### Data section
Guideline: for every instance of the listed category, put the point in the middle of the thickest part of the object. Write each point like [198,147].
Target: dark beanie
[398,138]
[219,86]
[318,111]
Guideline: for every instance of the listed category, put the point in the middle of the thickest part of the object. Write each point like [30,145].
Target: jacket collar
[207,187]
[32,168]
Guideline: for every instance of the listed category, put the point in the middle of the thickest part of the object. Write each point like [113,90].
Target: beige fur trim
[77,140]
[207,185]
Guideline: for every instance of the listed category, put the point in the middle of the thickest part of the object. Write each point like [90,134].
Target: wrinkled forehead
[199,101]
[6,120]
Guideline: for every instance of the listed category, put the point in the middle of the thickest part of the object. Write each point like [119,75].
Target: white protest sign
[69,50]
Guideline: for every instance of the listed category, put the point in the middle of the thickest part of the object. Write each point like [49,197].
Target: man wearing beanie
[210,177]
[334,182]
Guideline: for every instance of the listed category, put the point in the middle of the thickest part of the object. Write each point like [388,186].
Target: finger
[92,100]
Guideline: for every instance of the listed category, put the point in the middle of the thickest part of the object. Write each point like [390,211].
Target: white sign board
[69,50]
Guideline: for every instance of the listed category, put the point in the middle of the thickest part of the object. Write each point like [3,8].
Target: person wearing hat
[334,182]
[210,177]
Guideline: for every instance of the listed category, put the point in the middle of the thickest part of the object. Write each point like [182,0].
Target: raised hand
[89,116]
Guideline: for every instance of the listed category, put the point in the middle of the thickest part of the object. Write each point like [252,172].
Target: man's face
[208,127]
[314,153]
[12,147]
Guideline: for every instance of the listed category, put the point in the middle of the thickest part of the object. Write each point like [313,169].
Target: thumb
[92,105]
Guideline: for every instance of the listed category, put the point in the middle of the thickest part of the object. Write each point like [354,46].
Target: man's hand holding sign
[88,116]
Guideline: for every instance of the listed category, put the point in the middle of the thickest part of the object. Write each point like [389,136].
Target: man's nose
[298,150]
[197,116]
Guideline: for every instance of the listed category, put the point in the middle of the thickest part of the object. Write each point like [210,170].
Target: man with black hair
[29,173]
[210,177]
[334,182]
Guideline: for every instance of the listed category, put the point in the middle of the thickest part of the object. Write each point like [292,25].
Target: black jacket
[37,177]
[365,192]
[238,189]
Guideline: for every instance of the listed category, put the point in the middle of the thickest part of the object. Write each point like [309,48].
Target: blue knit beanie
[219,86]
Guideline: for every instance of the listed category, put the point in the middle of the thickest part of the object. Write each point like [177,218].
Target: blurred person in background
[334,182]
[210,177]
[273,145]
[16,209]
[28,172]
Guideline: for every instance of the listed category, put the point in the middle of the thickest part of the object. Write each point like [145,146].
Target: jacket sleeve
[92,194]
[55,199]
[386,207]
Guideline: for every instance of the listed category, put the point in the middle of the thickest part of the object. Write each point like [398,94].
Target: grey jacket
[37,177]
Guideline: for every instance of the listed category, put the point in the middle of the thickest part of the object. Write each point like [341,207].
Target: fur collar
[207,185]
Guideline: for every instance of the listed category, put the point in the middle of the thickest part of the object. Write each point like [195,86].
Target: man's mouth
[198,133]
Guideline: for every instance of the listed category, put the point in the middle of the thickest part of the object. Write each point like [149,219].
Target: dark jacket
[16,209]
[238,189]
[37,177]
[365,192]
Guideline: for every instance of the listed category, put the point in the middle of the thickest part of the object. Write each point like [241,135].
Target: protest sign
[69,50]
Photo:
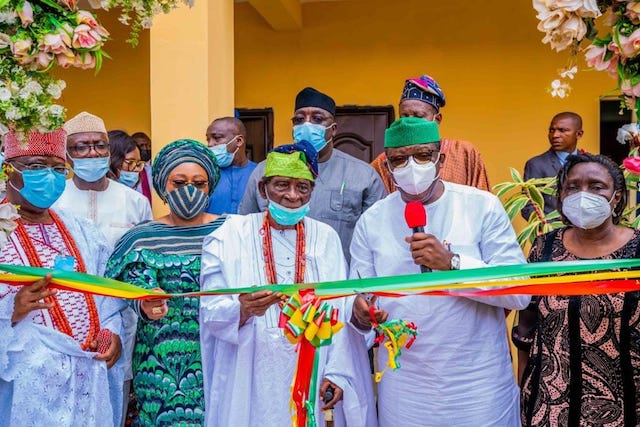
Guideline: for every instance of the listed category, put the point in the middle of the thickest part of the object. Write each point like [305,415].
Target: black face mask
[145,155]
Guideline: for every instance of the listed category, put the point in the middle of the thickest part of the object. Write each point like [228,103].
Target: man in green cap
[458,371]
[248,364]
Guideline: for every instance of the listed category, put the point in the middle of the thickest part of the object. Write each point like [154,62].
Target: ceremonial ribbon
[586,277]
[309,323]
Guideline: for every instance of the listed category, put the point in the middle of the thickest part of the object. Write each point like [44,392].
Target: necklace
[267,252]
[60,321]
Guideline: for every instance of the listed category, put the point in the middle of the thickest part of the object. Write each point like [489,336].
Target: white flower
[56,110]
[5,94]
[569,73]
[560,89]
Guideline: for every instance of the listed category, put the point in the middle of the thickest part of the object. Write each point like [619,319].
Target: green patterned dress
[167,367]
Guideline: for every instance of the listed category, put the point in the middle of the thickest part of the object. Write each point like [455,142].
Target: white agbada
[458,372]
[46,379]
[114,211]
[248,370]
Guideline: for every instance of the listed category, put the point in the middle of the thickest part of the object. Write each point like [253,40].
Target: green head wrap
[293,165]
[411,131]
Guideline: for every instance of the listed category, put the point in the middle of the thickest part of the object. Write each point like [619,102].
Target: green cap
[292,165]
[411,131]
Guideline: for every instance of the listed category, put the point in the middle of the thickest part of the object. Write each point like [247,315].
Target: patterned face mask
[187,201]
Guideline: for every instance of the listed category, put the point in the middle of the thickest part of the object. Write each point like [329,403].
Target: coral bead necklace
[267,251]
[60,320]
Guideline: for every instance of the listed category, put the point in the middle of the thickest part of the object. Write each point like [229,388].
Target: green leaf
[515,175]
[516,206]
[504,188]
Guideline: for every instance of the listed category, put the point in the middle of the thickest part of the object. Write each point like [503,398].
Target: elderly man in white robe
[458,371]
[248,364]
[60,361]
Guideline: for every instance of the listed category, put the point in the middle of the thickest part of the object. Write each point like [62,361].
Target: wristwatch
[455,262]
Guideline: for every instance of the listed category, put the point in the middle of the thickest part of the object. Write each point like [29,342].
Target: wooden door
[259,124]
[361,130]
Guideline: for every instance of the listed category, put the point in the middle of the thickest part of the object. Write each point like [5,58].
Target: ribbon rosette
[398,334]
[309,323]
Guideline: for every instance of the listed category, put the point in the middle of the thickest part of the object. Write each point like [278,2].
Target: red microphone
[416,217]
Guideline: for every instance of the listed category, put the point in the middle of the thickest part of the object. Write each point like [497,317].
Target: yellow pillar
[192,73]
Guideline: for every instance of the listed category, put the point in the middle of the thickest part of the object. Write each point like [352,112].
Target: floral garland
[37,35]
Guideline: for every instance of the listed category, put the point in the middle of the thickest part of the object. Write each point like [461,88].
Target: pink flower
[43,59]
[54,43]
[629,90]
[85,38]
[630,46]
[594,55]
[87,18]
[632,164]
[25,12]
[633,12]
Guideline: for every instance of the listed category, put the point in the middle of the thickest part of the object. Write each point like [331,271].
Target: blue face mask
[91,169]
[128,178]
[312,133]
[287,216]
[187,201]
[41,188]
[223,157]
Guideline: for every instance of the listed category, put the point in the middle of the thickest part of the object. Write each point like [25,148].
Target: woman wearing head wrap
[165,254]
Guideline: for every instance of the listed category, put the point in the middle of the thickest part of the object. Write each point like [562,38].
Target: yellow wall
[119,93]
[486,56]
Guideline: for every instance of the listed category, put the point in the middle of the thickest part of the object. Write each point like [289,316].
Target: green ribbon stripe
[394,284]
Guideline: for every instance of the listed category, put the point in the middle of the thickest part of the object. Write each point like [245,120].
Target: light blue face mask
[312,133]
[41,188]
[128,178]
[287,216]
[223,157]
[90,169]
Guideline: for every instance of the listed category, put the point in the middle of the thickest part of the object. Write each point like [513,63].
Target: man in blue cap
[345,187]
[422,97]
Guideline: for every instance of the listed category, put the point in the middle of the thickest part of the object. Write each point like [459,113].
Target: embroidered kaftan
[458,371]
[248,370]
[45,376]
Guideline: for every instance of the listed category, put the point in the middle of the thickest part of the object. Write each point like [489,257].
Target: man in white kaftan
[249,367]
[113,207]
[49,373]
[458,371]
[114,210]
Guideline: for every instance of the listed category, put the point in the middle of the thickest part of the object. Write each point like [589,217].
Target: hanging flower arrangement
[37,35]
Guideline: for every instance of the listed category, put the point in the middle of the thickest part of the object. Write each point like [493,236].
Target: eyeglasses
[178,183]
[41,166]
[131,165]
[419,158]
[81,149]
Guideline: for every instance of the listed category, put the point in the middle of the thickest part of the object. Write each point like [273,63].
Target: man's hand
[337,394]
[361,314]
[155,308]
[257,303]
[31,298]
[427,250]
[113,353]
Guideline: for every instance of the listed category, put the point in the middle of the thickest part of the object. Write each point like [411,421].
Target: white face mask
[587,210]
[415,179]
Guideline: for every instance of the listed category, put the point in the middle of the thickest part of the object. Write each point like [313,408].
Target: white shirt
[458,371]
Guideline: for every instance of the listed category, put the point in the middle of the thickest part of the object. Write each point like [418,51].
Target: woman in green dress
[165,254]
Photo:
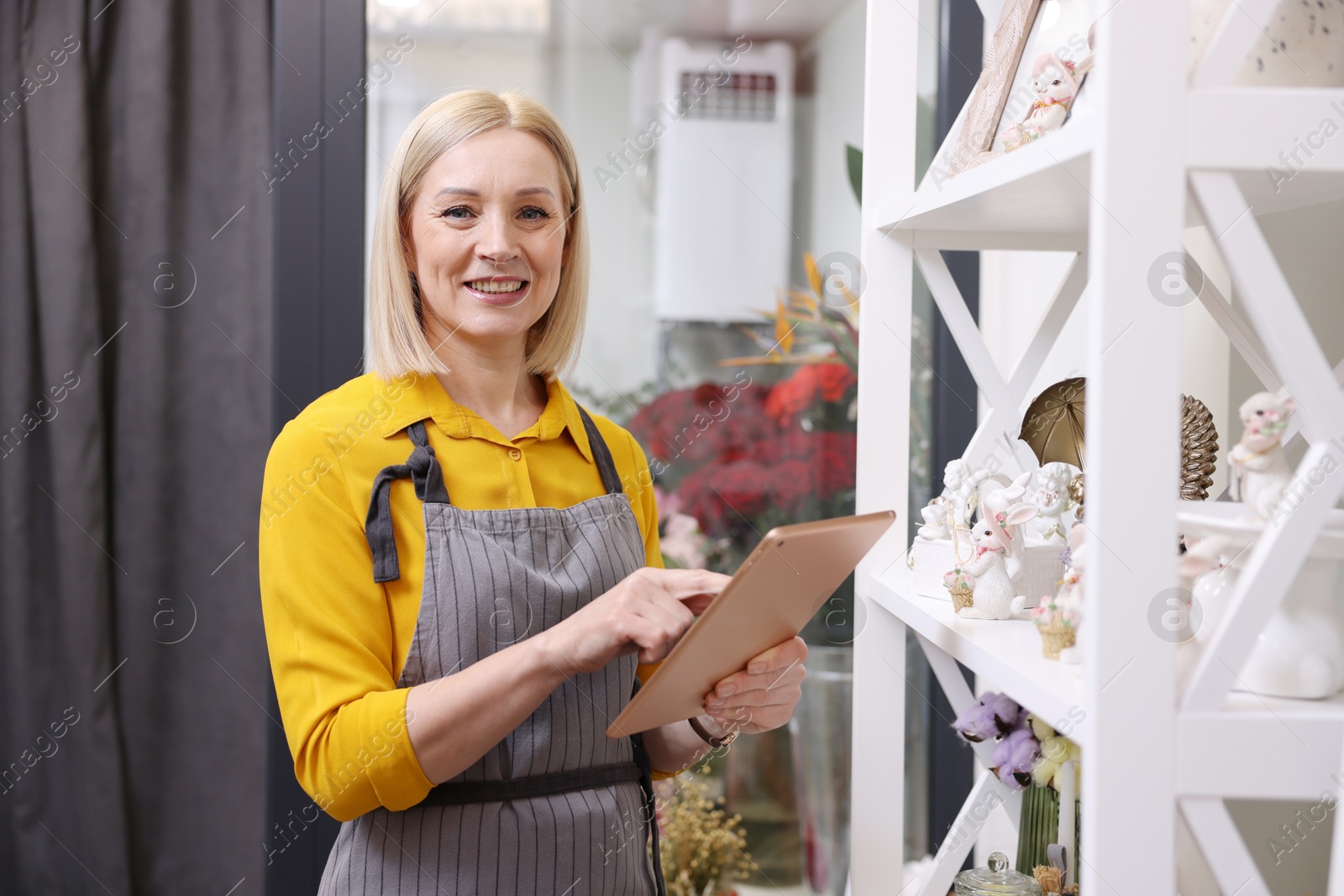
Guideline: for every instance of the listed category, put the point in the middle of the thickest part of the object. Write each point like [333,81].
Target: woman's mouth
[497,291]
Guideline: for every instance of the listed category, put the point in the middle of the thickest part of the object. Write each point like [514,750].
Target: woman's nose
[496,241]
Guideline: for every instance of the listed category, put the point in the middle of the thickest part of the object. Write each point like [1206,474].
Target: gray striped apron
[557,808]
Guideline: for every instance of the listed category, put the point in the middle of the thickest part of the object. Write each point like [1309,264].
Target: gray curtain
[134,419]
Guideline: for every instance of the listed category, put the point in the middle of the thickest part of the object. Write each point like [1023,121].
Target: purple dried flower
[1015,757]
[990,718]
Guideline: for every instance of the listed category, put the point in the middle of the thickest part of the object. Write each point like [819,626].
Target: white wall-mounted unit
[723,136]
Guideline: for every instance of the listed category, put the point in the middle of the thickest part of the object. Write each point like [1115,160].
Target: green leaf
[853,159]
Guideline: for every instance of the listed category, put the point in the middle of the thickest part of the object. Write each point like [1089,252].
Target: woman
[460,566]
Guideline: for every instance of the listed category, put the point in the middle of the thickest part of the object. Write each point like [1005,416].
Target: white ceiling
[620,24]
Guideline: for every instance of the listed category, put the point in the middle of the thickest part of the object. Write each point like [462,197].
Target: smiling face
[1053,86]
[486,238]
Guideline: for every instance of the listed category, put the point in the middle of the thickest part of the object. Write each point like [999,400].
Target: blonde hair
[396,343]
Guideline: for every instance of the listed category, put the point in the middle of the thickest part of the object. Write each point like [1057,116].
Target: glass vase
[820,730]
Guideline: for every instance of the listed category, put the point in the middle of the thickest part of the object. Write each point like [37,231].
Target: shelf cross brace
[1281,550]
[1005,398]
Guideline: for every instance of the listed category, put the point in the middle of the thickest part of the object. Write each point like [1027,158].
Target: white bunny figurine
[1260,469]
[1048,497]
[999,550]
[934,520]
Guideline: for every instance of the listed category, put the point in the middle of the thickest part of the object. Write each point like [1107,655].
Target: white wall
[589,87]
[837,54]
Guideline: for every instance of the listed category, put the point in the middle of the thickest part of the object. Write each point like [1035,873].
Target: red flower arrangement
[799,392]
[739,458]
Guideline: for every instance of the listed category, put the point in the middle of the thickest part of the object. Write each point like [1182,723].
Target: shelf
[1034,197]
[1285,160]
[1005,652]
[1261,748]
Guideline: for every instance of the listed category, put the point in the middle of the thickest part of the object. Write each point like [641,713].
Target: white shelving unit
[1159,150]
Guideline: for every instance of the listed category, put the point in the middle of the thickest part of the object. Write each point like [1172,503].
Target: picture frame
[1055,29]
[987,101]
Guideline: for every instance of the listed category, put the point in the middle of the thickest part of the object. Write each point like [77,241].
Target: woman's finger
[781,696]
[687,584]
[743,683]
[779,658]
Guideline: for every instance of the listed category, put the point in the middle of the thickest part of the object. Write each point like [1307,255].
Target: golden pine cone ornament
[1198,449]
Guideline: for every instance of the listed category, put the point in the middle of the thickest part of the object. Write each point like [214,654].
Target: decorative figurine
[961,587]
[1070,597]
[999,550]
[1054,82]
[961,488]
[1198,449]
[936,520]
[1050,497]
[1260,469]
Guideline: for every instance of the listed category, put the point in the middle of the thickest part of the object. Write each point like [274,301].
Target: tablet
[776,591]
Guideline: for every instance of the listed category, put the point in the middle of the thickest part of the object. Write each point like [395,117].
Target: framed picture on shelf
[1038,60]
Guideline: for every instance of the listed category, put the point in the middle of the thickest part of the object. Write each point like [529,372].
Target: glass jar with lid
[996,880]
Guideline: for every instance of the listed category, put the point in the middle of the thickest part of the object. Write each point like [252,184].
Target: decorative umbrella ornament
[1053,427]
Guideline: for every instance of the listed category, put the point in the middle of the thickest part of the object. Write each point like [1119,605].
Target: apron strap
[423,469]
[601,454]
[460,793]
[642,759]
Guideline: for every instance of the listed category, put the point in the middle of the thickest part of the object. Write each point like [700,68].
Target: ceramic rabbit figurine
[934,520]
[1054,82]
[1050,499]
[1260,469]
[999,548]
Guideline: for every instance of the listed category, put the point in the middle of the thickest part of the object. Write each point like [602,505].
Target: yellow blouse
[338,640]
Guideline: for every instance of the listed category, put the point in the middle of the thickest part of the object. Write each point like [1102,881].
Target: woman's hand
[648,611]
[763,696]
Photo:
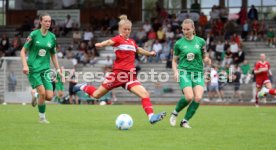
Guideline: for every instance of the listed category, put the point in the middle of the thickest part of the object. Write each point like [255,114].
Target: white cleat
[43,120]
[173,119]
[185,124]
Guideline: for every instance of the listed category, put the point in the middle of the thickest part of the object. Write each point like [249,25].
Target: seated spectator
[245,72]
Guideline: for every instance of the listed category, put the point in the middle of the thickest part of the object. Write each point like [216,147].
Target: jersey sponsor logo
[42,52]
[190,56]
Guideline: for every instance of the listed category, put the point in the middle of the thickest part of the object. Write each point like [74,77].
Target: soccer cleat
[185,124]
[43,120]
[34,99]
[77,87]
[173,119]
[157,117]
[262,93]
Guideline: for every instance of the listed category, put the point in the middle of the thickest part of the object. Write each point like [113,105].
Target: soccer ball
[124,122]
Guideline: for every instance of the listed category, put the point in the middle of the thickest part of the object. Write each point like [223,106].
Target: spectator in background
[5,44]
[245,72]
[242,16]
[161,36]
[240,57]
[195,7]
[245,29]
[219,51]
[113,25]
[252,13]
[12,81]
[236,81]
[157,47]
[140,37]
[254,31]
[147,26]
[202,22]
[77,35]
[72,82]
[15,45]
[88,35]
[271,40]
[68,25]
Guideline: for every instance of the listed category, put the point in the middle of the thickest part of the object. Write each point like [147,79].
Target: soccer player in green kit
[191,53]
[41,47]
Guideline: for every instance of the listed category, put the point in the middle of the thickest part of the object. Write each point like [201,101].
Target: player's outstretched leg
[154,118]
[34,97]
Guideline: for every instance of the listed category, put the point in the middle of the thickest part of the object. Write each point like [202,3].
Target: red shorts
[125,79]
[261,80]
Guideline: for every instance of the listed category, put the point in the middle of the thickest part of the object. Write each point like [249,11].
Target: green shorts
[40,78]
[188,79]
[59,86]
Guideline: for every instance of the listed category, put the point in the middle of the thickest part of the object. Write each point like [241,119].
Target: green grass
[93,127]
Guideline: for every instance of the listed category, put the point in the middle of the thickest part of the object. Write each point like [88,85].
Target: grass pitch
[88,127]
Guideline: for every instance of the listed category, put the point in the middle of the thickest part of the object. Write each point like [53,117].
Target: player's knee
[189,97]
[198,98]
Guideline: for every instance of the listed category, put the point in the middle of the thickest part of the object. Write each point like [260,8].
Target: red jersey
[259,65]
[125,50]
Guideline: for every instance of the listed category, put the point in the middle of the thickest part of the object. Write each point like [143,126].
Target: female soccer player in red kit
[123,73]
[263,84]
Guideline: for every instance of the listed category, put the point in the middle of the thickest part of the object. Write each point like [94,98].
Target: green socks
[191,110]
[181,104]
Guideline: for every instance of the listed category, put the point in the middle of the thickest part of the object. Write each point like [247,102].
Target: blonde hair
[189,21]
[124,20]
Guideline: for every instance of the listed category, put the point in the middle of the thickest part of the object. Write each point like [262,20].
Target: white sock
[150,115]
[36,95]
[42,115]
[82,87]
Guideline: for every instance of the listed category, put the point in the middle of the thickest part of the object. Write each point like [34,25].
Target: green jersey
[190,54]
[40,47]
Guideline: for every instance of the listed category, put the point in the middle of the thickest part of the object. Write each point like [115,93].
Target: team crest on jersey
[42,52]
[49,44]
[190,56]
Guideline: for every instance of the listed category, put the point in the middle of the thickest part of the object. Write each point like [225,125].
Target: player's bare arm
[145,52]
[206,58]
[105,43]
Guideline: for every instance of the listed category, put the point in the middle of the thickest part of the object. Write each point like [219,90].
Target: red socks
[89,89]
[147,106]
[272,91]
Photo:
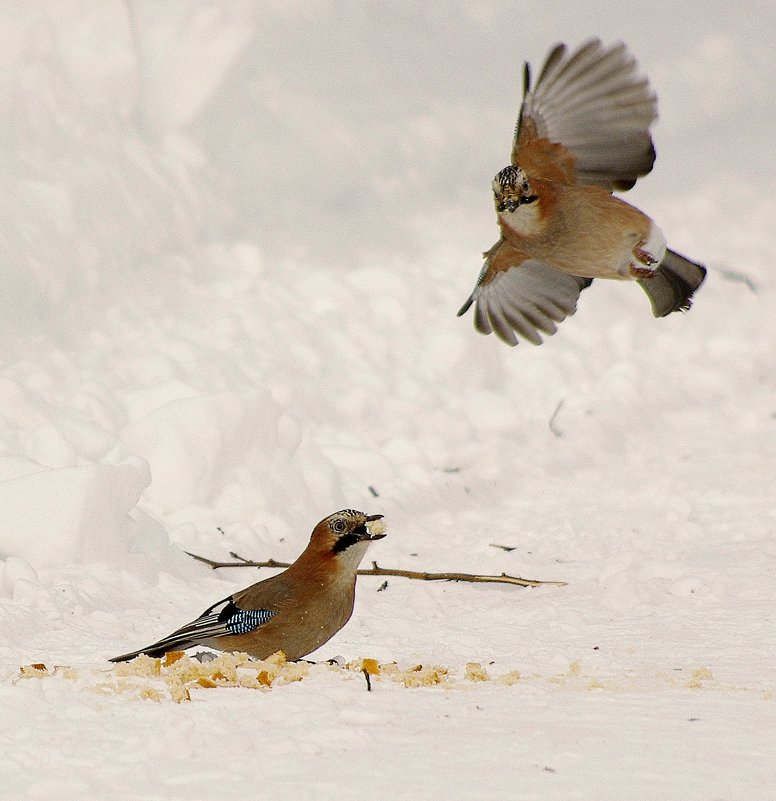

### Task goal
Copy out everything from the line containing "point like [219,90]." down to the end of the data, both ends included, and leave the pictures out of your answer.

### The response
Guideline: for every instance of the listed category, put the point in the middle of the thickest part of the object. Write each point like [219,90].
Target: red socks
[89,89]
[147,106]
[272,91]
Photo:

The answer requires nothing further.